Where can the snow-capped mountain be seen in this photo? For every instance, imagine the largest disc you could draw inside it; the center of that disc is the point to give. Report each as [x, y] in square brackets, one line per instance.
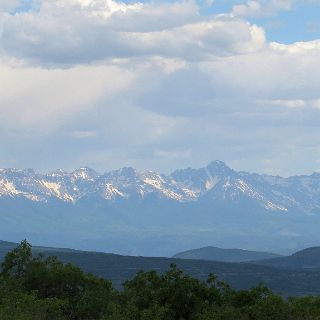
[145, 212]
[216, 182]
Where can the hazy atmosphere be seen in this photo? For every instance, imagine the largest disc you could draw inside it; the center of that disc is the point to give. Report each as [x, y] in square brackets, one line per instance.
[160, 85]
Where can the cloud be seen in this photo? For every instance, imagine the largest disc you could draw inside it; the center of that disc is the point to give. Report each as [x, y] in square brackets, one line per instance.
[82, 32]
[155, 85]
[260, 8]
[8, 5]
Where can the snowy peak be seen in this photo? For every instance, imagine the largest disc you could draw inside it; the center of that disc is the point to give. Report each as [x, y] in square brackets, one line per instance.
[214, 183]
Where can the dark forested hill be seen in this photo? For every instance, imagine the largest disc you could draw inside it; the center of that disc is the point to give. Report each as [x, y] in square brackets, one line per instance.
[119, 268]
[224, 255]
[307, 259]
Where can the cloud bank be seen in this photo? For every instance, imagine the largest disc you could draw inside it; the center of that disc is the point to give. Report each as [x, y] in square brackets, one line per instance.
[157, 85]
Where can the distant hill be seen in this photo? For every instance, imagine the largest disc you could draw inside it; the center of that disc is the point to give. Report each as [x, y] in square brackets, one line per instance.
[224, 255]
[305, 259]
[119, 268]
[148, 213]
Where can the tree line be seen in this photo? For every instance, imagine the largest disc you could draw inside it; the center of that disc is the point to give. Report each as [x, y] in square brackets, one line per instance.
[43, 288]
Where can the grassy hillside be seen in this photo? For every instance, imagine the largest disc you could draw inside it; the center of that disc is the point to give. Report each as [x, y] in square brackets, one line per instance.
[224, 255]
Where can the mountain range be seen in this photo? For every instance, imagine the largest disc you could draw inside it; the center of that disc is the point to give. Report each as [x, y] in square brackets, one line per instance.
[225, 255]
[147, 213]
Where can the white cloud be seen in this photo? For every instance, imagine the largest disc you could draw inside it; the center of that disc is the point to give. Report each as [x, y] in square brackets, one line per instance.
[69, 33]
[8, 5]
[155, 85]
[258, 8]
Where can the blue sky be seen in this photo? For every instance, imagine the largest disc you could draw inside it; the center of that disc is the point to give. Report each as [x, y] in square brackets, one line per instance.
[160, 85]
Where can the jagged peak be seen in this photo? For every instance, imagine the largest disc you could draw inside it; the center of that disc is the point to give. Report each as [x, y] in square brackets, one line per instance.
[218, 166]
[85, 173]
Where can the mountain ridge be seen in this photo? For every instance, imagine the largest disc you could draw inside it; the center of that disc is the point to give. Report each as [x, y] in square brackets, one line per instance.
[148, 213]
[216, 181]
[211, 253]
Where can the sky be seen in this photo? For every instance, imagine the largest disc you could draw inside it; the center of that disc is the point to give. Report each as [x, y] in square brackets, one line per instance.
[160, 85]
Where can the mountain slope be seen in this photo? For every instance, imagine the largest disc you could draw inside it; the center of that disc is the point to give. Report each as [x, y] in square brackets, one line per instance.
[147, 213]
[225, 255]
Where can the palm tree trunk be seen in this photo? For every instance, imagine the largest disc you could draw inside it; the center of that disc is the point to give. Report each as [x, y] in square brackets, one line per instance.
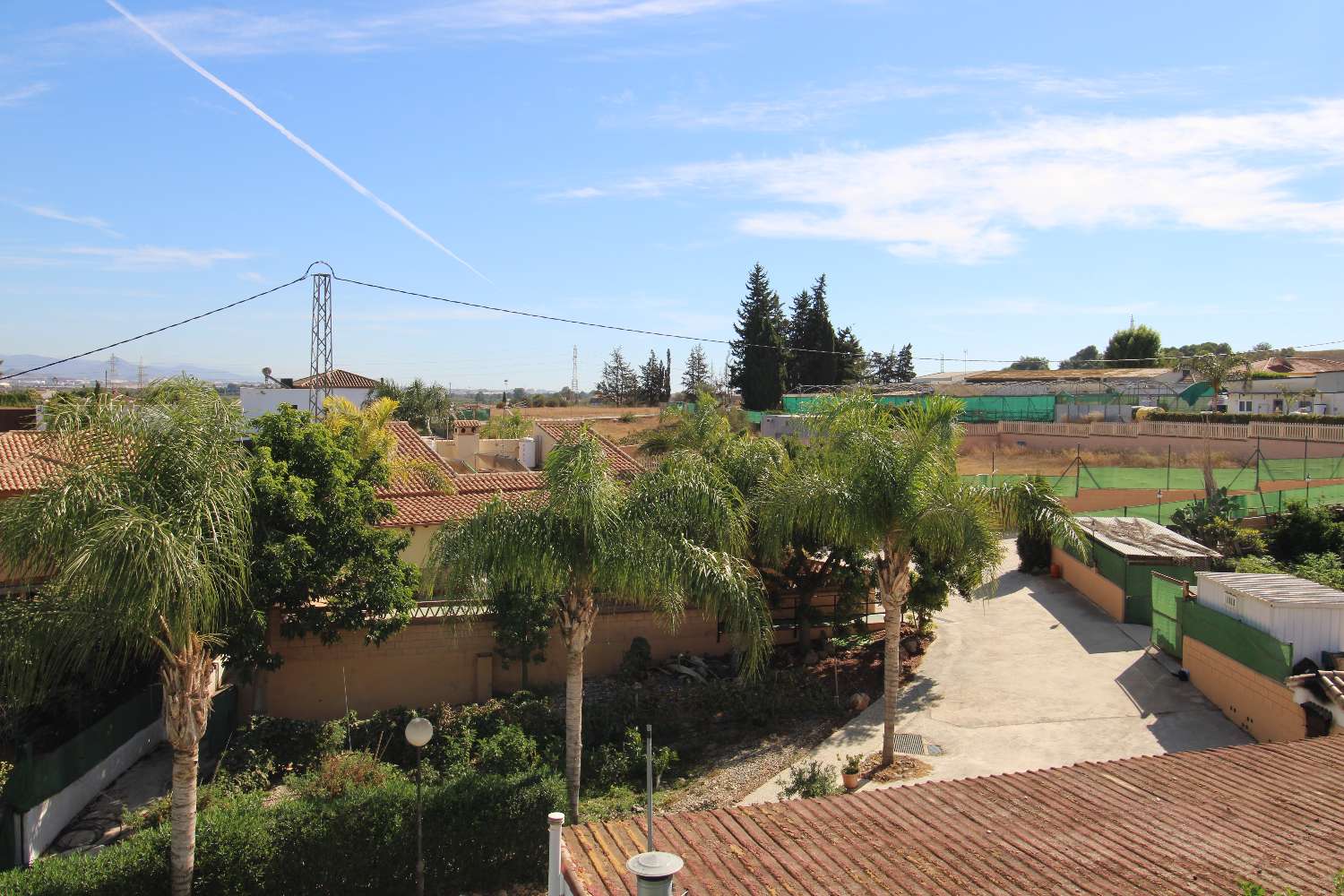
[573, 727]
[188, 688]
[575, 618]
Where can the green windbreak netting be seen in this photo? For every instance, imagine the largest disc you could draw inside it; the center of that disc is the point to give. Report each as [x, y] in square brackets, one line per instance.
[1167, 598]
[1236, 640]
[1319, 468]
[978, 409]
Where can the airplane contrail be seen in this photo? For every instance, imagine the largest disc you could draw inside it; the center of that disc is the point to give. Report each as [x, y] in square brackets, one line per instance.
[327, 163]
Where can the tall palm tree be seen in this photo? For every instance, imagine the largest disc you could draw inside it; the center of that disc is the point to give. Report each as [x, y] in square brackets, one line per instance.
[142, 540]
[884, 481]
[669, 540]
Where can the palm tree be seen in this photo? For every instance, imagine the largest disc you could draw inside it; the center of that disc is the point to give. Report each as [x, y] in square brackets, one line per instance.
[669, 540]
[142, 538]
[884, 481]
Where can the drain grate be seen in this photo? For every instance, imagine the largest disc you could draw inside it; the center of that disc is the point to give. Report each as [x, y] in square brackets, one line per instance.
[917, 745]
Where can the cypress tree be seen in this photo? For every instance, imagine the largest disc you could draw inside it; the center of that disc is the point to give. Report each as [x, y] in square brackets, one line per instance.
[758, 352]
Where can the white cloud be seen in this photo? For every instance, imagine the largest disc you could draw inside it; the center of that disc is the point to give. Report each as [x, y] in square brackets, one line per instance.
[82, 220]
[978, 195]
[22, 94]
[797, 112]
[212, 31]
[155, 258]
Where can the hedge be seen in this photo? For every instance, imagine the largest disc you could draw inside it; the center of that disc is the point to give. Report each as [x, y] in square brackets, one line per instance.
[1187, 417]
[481, 831]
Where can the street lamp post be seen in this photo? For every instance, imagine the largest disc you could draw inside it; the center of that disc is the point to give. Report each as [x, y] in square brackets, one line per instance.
[418, 731]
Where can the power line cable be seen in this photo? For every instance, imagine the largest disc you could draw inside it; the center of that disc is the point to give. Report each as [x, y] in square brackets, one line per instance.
[725, 341]
[196, 317]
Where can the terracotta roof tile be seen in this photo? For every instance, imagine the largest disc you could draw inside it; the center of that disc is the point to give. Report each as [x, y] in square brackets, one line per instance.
[411, 447]
[336, 379]
[23, 466]
[1191, 823]
[621, 462]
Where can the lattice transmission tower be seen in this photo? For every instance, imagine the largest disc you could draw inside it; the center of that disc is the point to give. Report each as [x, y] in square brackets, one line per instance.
[320, 347]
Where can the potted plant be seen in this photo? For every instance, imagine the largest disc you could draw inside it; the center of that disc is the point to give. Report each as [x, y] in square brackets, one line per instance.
[849, 771]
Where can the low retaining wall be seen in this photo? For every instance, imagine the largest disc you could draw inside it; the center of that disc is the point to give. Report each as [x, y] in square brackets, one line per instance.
[39, 826]
[1104, 592]
[1260, 705]
[433, 661]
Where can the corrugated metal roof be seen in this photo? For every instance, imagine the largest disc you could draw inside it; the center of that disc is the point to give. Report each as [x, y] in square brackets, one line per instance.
[1276, 587]
[1193, 823]
[1136, 538]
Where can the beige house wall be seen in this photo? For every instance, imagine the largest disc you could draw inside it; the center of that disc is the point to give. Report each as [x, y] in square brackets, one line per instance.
[1262, 707]
[435, 661]
[1104, 592]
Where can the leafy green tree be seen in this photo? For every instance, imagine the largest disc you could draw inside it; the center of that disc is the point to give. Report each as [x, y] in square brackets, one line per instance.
[618, 382]
[1134, 347]
[903, 367]
[758, 355]
[886, 482]
[145, 533]
[523, 621]
[1085, 359]
[317, 552]
[696, 374]
[669, 540]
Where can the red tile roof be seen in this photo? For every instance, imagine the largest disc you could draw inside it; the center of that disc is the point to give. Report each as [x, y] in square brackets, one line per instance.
[411, 449]
[1193, 823]
[336, 379]
[621, 462]
[23, 465]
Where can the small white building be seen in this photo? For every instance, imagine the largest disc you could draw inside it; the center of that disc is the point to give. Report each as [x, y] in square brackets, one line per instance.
[277, 394]
[1292, 610]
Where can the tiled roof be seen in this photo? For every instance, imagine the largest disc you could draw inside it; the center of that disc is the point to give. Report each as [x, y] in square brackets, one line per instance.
[336, 379]
[23, 465]
[411, 449]
[621, 462]
[1188, 823]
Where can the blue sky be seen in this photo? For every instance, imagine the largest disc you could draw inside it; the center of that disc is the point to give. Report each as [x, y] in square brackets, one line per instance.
[978, 179]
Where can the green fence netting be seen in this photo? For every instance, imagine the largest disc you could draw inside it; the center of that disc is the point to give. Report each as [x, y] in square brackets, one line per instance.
[1167, 598]
[978, 409]
[1234, 638]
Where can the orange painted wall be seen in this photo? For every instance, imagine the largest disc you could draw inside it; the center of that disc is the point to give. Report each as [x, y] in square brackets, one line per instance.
[1262, 707]
[448, 662]
[1104, 592]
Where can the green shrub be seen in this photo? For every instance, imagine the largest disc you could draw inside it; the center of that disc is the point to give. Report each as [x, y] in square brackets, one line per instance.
[811, 780]
[481, 833]
[510, 751]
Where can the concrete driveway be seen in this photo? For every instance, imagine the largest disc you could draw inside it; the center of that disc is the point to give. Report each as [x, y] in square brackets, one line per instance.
[1034, 677]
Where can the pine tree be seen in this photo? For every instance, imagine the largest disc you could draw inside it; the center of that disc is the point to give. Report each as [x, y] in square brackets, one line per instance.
[883, 366]
[696, 374]
[851, 362]
[618, 381]
[905, 365]
[758, 352]
[650, 390]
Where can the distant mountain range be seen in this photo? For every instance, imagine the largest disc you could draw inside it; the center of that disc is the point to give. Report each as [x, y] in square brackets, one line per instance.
[89, 368]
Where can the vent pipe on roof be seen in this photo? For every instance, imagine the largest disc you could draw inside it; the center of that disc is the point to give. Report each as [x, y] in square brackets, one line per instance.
[653, 874]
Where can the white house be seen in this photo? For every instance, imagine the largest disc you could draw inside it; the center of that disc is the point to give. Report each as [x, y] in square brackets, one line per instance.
[271, 397]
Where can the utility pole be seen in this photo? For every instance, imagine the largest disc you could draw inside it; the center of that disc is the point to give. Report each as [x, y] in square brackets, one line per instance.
[320, 344]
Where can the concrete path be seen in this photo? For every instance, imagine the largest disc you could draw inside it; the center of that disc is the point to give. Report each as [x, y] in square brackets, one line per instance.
[1032, 677]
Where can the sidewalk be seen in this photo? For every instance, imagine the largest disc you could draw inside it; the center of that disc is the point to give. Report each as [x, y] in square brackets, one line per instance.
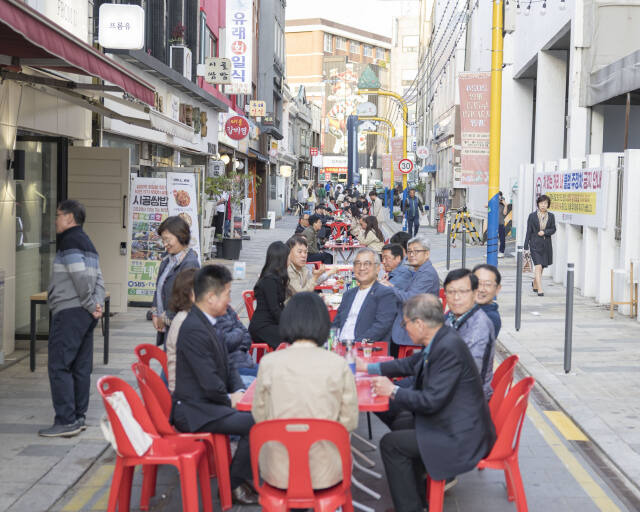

What you have to do: Can you collect every line of the material above that contains the word "netting"? Uppercase and lowercase count as different.

Result of the task:
Where can the green windbreak netting be seen in this photo? For every instance, imagine the largest disc you could draw inside it; the center of that disc is the point to give. Report each as [x, y] in square brackets, one line per instance.
Where can the green fence netting be seen in this photo? For every instance, imagine the largest disc you could draw inside it; the center of that disc is the point to give. Report each as [x, y] in square brackets, one line per instance.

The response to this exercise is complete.